*Your objective*. Convert the rows into a two-column CSV with the header request,points and one line per request. Put each request's text and its answer in a single quoted field apiece, replacing line breaks with spaces.
::: Data for the task :::
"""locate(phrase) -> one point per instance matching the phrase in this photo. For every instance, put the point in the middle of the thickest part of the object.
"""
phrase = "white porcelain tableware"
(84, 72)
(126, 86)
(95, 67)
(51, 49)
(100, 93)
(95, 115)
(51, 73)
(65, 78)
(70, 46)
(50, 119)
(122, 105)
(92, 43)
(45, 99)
:::
*Answer for the task*.
request,points
"""""""locate(phrase) -> one point per instance matching the phrase in this photo. For every instance, put the point in the middle of the thickest part of the object. """""" phrase = ""white porcelain tableware""","(84, 72) (126, 86) (95, 67) (51, 49) (100, 93) (95, 115) (51, 73) (65, 78) (70, 46) (50, 119) (122, 105) (92, 43) (45, 99)"